● Your goal
Go through the entries and copy each one exactly. Leave none out.

━━━ Source information

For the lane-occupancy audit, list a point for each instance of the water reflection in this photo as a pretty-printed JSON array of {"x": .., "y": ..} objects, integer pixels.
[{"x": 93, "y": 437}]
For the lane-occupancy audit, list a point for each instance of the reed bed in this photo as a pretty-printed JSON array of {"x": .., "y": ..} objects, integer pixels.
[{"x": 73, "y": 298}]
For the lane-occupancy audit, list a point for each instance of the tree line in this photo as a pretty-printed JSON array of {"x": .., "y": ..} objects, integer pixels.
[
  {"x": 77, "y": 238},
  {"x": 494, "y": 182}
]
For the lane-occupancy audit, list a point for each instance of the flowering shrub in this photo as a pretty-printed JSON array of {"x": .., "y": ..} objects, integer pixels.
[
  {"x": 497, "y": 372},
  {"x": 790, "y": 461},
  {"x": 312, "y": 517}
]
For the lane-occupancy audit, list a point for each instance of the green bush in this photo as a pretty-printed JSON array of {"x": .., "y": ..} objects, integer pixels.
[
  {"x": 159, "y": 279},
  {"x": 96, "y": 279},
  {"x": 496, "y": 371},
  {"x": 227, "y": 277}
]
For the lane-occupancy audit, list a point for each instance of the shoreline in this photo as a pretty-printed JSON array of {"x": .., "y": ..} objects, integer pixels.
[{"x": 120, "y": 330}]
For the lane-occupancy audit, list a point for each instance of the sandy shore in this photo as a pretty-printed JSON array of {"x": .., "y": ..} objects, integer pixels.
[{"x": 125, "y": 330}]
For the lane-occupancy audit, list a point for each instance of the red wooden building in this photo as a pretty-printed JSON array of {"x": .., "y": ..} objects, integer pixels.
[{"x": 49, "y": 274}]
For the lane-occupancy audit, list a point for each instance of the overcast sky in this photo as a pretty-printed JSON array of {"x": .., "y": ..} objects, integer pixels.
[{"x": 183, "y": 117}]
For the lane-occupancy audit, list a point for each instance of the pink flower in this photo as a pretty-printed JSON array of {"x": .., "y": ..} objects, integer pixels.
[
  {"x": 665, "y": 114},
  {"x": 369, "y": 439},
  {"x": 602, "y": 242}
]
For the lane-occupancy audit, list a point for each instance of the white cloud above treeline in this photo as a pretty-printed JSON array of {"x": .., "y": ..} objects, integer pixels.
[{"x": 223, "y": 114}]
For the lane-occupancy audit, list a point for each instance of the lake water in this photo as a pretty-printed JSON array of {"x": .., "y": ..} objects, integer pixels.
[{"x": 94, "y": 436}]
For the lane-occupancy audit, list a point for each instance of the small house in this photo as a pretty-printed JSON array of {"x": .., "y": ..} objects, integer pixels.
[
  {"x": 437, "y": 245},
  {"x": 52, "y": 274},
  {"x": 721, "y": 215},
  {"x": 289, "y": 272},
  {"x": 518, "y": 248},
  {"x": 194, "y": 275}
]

━━━━━━

● Result of the exercise
For the lane-occupancy audit, list a point for each instance of the water reflection in this photo as a pretty-printed JSON array of {"x": .., "y": ..} objects, integer pixels.
[{"x": 93, "y": 437}]
For the lane-occupancy audit, list a point for each instance of the reed bed in this photo as a pretty-printed JSON array of {"x": .., "y": ..} objects, integer pixels.
[{"x": 73, "y": 298}]
For the lane-occupancy audit, list a point for each instance of the tree line in this photo as a pretty-printed JSON array of {"x": .., "y": ..} objects, integer pixels.
[
  {"x": 77, "y": 238},
  {"x": 494, "y": 182}
]
For the lane-occupancy audit, list a point for each instance of the flowering shrub in this photo as a pretty-printed JSON array of {"x": .., "y": ..} objects, integer pixels.
[
  {"x": 497, "y": 372},
  {"x": 790, "y": 461},
  {"x": 312, "y": 517}
]
For the lane-occupancy audit, list a point for each instance of the green bush in this photo as a pretty-printed JSON array of {"x": .., "y": ..} objects, integer pixels.
[
  {"x": 159, "y": 279},
  {"x": 96, "y": 279},
  {"x": 496, "y": 371},
  {"x": 227, "y": 277}
]
For the lane-occupancy audit, list a point for each instance of the shoreline in this photo as a pretty-printed JSON array of {"x": .., "y": ..} objects, integer pixels.
[{"x": 120, "y": 330}]
For the lane-occupancy audit, list a point for each instance of the sandy shore in this photo as a pretty-printed JSON array of {"x": .., "y": ..} objects, integer pixels.
[{"x": 125, "y": 330}]
For the lane-occupancy audit, list a point for each instance of the red wooden building in this photo as a pretty-printed JSON array of {"x": .., "y": ..} objects, integer pixels.
[{"x": 49, "y": 274}]
For the lane-occupancy audit, list a point for each instance of the overcast sky in this photo as a pretty-printed JSON array of {"x": .., "y": ..} objects, integer pixels.
[{"x": 183, "y": 117}]
For the lane-occupancy audit, list a point for each instance of the pink flower in this photo as a pretty-printed JSON array of {"x": .., "y": ..} objects, integer pixels.
[
  {"x": 665, "y": 114},
  {"x": 369, "y": 439},
  {"x": 602, "y": 242}
]
For the lane-occupancy audit, list a point for each instance of the white cloud above treeline in this photo as a pretty-printed JSON array of {"x": .., "y": ..} objects, integer pixels.
[{"x": 223, "y": 114}]
For the lane-occupancy audit, list a point for each instance of the lake water in this photo as a pretty-printed JSON array of {"x": .., "y": ..} objects, integer pixels.
[{"x": 94, "y": 436}]
For the lane-occupancy audit, list a point for each instance of the small house in this photo as a pretty-printed JSON array of {"x": .., "y": ..} objects, integer pixels.
[
  {"x": 437, "y": 245},
  {"x": 52, "y": 274},
  {"x": 721, "y": 215},
  {"x": 289, "y": 272},
  {"x": 518, "y": 248},
  {"x": 194, "y": 275}
]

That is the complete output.